## WHAT THIS TASK INVOLVES
Retype the entries below word for word, beginning with their first line and continuing through the line that contains "negative clicks: (74, 234)", including both ends.

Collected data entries
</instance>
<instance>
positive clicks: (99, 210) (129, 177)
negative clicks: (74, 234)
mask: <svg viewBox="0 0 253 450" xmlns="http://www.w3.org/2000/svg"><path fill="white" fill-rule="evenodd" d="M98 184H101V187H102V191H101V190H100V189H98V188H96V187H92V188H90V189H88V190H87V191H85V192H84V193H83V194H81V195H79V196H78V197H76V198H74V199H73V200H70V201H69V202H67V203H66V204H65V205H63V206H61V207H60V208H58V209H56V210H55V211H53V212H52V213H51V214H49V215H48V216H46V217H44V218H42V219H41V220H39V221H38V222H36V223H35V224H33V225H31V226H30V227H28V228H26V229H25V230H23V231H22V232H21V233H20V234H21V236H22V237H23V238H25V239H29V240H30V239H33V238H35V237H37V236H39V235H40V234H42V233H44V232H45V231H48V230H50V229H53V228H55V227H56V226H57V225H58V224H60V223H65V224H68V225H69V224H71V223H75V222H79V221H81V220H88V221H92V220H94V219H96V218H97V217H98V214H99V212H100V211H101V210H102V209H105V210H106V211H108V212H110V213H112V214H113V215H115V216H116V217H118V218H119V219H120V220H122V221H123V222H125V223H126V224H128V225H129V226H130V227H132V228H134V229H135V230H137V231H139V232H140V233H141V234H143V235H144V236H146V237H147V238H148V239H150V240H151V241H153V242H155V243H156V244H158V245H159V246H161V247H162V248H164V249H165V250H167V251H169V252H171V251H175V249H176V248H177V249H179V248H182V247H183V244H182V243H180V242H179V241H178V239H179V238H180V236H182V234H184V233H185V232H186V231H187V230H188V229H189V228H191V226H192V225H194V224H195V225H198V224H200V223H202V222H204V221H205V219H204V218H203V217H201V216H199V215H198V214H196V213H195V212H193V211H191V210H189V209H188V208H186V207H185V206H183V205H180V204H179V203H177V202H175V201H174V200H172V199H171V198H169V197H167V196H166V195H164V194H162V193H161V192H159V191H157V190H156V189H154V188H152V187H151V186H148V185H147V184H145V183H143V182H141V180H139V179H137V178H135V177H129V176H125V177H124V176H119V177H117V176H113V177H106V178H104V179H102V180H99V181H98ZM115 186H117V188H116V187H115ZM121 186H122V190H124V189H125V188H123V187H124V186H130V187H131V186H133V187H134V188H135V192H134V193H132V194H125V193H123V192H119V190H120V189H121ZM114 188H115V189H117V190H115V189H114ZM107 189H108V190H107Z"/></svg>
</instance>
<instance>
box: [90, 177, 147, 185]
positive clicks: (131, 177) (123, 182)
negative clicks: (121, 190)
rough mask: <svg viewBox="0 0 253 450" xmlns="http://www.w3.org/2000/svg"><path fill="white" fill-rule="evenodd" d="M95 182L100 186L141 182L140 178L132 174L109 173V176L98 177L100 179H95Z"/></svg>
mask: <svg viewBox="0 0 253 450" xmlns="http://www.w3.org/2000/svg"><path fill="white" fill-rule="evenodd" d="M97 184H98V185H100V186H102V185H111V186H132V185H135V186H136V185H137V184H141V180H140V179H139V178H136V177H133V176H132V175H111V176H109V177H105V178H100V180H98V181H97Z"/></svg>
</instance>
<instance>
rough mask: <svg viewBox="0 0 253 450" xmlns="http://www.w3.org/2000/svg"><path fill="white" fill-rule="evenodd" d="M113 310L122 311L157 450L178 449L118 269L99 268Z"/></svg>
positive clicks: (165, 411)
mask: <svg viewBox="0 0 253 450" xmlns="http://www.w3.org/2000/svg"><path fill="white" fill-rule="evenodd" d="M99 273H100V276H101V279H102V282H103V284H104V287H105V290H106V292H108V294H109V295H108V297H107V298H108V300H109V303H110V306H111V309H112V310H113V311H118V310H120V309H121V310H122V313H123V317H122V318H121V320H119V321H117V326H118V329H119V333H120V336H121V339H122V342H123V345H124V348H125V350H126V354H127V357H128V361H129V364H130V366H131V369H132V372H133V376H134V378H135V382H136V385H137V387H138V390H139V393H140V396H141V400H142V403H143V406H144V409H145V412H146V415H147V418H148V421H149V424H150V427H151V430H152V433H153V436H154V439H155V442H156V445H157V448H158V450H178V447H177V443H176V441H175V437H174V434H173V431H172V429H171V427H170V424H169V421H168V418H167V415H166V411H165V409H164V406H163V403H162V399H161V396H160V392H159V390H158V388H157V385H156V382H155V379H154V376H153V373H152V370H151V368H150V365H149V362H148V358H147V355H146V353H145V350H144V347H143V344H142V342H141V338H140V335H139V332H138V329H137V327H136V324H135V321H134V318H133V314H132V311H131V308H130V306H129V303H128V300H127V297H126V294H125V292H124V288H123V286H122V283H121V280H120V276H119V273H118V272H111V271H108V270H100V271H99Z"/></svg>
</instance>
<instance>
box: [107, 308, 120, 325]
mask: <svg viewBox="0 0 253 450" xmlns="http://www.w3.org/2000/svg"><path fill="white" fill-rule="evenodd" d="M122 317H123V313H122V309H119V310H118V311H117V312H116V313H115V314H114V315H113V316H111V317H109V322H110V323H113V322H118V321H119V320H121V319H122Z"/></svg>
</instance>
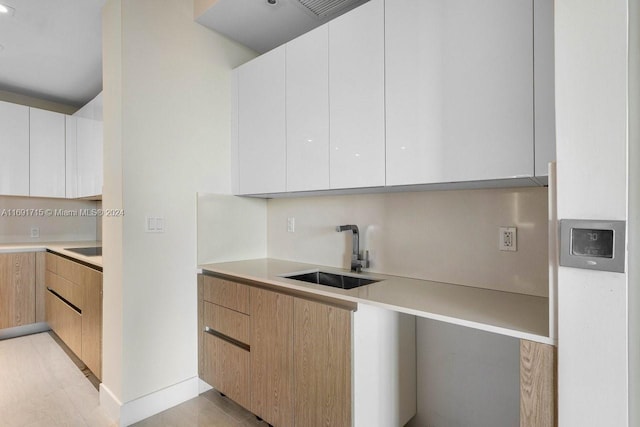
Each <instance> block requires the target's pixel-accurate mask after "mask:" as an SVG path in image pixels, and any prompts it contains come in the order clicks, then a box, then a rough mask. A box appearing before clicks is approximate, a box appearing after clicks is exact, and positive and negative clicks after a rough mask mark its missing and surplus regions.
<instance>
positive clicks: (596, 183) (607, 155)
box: [555, 0, 629, 426]
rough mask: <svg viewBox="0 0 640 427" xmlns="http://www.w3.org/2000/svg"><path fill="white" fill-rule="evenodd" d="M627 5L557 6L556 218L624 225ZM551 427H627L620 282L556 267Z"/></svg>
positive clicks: (624, 311) (593, 3)
mask: <svg viewBox="0 0 640 427" xmlns="http://www.w3.org/2000/svg"><path fill="white" fill-rule="evenodd" d="M627 6H628V3H627V1H626V0H588V1H585V0H558V1H556V3H555V13H556V16H555V19H556V21H555V33H556V36H555V41H556V125H557V158H558V160H557V165H558V217H559V218H560V219H562V218H578V219H580V218H582V219H612V220H626V219H627V204H626V203H627V197H626V196H627V157H626V150H627V65H628V64H627V18H628V16H629V15H628V11H627ZM558 307H559V309H558V311H559V319H558V333H559V344H558V345H559V347H558V357H559V360H558V383H559V403H558V408H559V424H560V425H563V426H604V425H606V426H626V425H628V420H627V418H628V417H627V407H628V405H627V403H628V402H627V399H628V392H627V390H628V387H627V374H628V369H627V344H628V340H627V276H626V275H625V274H619V273H606V272H597V271H589V270H580V269H573V268H566V267H561V268H560V269H559V274H558Z"/></svg>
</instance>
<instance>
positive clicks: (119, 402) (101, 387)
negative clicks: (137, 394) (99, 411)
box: [100, 383, 122, 422]
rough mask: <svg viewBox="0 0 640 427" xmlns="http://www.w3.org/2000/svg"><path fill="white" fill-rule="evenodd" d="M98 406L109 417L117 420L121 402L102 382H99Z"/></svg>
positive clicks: (109, 417) (120, 408) (119, 414)
mask: <svg viewBox="0 0 640 427" xmlns="http://www.w3.org/2000/svg"><path fill="white" fill-rule="evenodd" d="M100 406H101V407H102V408H103V409H104V410H105V412H106V413H107V415H108V416H109V418H111V419H112V420H114V421H116V422H119V420H120V409H121V408H122V402H120V400H119V399H118V398H117V397H116V396H115V395H114V394H113V393H112V392H111V390H109V388H107V387H106V386H105V385H104V383H100Z"/></svg>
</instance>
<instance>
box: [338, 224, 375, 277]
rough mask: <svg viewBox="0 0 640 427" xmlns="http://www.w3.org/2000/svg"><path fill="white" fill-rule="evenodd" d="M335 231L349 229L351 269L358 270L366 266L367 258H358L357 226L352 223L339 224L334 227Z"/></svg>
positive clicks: (358, 247) (345, 230)
mask: <svg viewBox="0 0 640 427" xmlns="http://www.w3.org/2000/svg"><path fill="white" fill-rule="evenodd" d="M336 231H337V232H342V231H351V237H352V244H351V248H352V251H351V271H356V272H360V271H362V268H363V267H364V268H368V267H369V260H368V259H362V258H360V231H359V230H358V226H357V225H353V224H347V225H339V226H337V227H336ZM367 258H368V257H367Z"/></svg>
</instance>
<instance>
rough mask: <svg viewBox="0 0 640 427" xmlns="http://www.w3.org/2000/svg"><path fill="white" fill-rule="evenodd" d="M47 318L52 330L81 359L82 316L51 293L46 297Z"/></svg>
mask: <svg viewBox="0 0 640 427" xmlns="http://www.w3.org/2000/svg"><path fill="white" fill-rule="evenodd" d="M46 313H47V314H46V317H47V323H49V326H51V329H53V331H54V332H55V333H56V334H57V335H58V336H59V337H60V339H61V340H62V341H64V343H65V344H66V345H67V346H68V347H69V348H70V349H71V351H73V352H74V353H75V354H76V356H78V357H80V355H81V352H82V316H81V315H80V313H78V312H77V311H75V310H74V309H73V308H71V307H69V306H68V305H67V304H65V303H64V301H62V300H61V299H60V298H58V297H57V296H55V295H54V294H53V293H51V292H50V291H47V297H46Z"/></svg>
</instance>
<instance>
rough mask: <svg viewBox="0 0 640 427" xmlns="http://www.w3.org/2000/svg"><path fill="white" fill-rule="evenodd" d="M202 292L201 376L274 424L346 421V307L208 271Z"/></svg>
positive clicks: (346, 361) (346, 342) (337, 424)
mask: <svg viewBox="0 0 640 427" xmlns="http://www.w3.org/2000/svg"><path fill="white" fill-rule="evenodd" d="M199 295H200V301H199V307H200V308H199V319H200V322H199V325H200V326H199V328H200V337H199V340H200V351H199V355H200V377H201V378H202V379H203V380H204V381H205V382H207V383H209V384H211V385H212V386H213V387H214V388H216V389H217V390H218V391H220V392H221V393H224V394H226V395H227V396H228V397H229V398H231V399H232V400H234V401H236V402H237V403H239V404H240V405H242V406H244V407H245V408H247V409H249V410H250V411H251V412H253V413H254V414H256V415H257V416H258V417H260V418H262V419H263V420H264V421H266V422H268V423H269V424H271V425H273V426H276V427H290V426H303V425H304V426H321V425H322V426H335V427H343V426H344V427H347V426H351V411H352V406H351V355H352V354H351V337H352V330H351V317H352V313H351V310H349V309H346V308H340V307H336V306H334V305H330V304H327V303H324V302H317V301H311V300H307V299H304V298H299V297H294V296H292V295H288V294H285V293H282V292H276V291H272V290H268V289H264V288H262V287H259V286H250V285H245V284H241V283H236V282H234V281H230V280H223V279H221V278H217V277H211V276H206V275H200V277H199ZM354 308H355V307H354Z"/></svg>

## OUTPUT BELOW
</instance>
<instance>
positive clicks: (99, 210) (129, 177)
negative clicks: (74, 234)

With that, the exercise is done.